* Compito assegnato A *
Elenca tutti i destinatari del «profondo grazie» che Santarsiero scrive nel brano sulla perdita della moglie Anna.
* Compito assegnato B *
Riproduci senza modifiche il tratto del brano sulla perdita della moglie di Santarsiero che va da "Ecco che allora" fino a "che da sindaco.".

═════ Brano da esaminare

E invece la città ha ricambiato con clamore, vuoi per il ruolo del marito, Vito, che ha chiamato la comunità a vivere indirettamente il dolore privato – in questa città che della metropoli vive l’ispirazione, ma che è lo spazio della vicinanza e della conoscenza familiare – vuoi per le doti pubbliche e riconosciute di chi, come Anna, ha dedicato una vita al lavoro, da puericultrice, alla famiglia, agli altri.
Ecco che allora Santarsiero scrive quel suo «profondo grazie alla città, a tutte le istituzioni, a tutte le forze politiche e sociali, alla nostra chiesa per l’affetto e la vicinanza che abbiamo ricevuto» dopo la dolorosa perdita.
Poi, tra le righe, il passaggio concreto sull’esperienza che, involontariamente, ha testato personalmente. Prima da cittadino, che da sindaco.
E’ la malattia della moglie, è quel dolore insopportabile che ha vissuto come uomo, che da primo cittadino lo ha reso orgoglioso di un «presidio di eccellenza» di questa città. Non tralascia, non potrebbe, l’attenzione alle strutture che per la sua cara moglie hanno messo in campo diversi tentativi di cura, in quei lunghi e frequenti viaggi verso il Crob di Rionero e l’ospedale Bellaria di Bologna.

══════════
═════ Dati da analizzare

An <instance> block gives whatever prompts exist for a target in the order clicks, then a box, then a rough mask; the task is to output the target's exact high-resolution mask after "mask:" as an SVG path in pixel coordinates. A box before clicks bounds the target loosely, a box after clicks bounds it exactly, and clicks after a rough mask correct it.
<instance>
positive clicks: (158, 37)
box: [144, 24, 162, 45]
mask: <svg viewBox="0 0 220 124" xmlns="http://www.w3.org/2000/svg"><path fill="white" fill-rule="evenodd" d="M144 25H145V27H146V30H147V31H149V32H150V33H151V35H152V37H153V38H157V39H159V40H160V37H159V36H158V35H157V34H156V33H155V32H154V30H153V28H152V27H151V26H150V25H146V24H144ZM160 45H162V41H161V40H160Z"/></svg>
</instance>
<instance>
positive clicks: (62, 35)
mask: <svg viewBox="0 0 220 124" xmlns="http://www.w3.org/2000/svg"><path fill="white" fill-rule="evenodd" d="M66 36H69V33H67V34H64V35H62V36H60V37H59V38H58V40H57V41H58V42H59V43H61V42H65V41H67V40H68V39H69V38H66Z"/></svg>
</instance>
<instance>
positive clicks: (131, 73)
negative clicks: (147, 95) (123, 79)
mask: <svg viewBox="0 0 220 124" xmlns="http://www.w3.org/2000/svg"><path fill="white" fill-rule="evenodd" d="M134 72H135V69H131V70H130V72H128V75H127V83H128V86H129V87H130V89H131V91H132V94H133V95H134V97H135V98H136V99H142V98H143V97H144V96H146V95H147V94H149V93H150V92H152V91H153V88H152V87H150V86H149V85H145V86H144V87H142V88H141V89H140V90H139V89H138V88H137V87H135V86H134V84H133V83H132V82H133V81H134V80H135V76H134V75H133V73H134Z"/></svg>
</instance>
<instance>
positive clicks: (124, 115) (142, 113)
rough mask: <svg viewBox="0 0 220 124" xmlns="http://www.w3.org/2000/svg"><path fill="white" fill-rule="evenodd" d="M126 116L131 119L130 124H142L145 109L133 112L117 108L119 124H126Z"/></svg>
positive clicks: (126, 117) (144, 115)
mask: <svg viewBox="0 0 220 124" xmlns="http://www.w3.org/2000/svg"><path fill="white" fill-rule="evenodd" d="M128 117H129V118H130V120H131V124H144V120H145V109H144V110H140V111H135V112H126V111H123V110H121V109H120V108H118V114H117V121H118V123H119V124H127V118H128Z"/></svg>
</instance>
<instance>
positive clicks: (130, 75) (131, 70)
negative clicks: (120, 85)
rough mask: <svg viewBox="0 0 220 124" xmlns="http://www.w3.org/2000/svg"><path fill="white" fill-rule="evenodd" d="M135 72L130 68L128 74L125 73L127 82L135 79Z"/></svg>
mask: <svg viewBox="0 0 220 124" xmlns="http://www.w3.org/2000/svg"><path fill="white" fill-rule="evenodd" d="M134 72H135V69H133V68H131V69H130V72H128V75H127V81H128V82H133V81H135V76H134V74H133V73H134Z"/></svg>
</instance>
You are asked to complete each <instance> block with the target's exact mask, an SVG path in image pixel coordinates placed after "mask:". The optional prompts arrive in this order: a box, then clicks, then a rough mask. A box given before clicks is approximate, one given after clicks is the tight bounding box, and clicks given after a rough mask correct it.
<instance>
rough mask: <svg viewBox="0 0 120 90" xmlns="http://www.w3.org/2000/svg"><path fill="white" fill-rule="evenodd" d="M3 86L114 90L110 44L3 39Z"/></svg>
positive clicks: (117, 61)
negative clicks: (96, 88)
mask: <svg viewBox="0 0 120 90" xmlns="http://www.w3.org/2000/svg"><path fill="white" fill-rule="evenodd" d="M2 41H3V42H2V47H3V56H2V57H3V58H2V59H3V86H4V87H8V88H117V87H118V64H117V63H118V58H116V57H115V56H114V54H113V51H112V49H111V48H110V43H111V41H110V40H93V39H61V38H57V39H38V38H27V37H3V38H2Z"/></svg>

══════════

* Risultato dell'esercizio A *
I destinatari sono la città, tutte le istituzioni, tutte le forze politiche e sociali e la nostra chiesa.

* Risultato dell'esercizio B *
Ecco che allora Santarsiero scrive quel suo «profondo grazie alla città, a tutte le istituzioni, a tutte le forze politiche e sociali, alla nostra chiesa per l’affetto e la vicinanza che abbiamo ricevuto» dopo la dolorosa perdita.
Poi, tra le righe, il passaggio concreto sull’esperienza che, involontariamente, ha testato personalmente. Prima da cittadino, che da sindaco.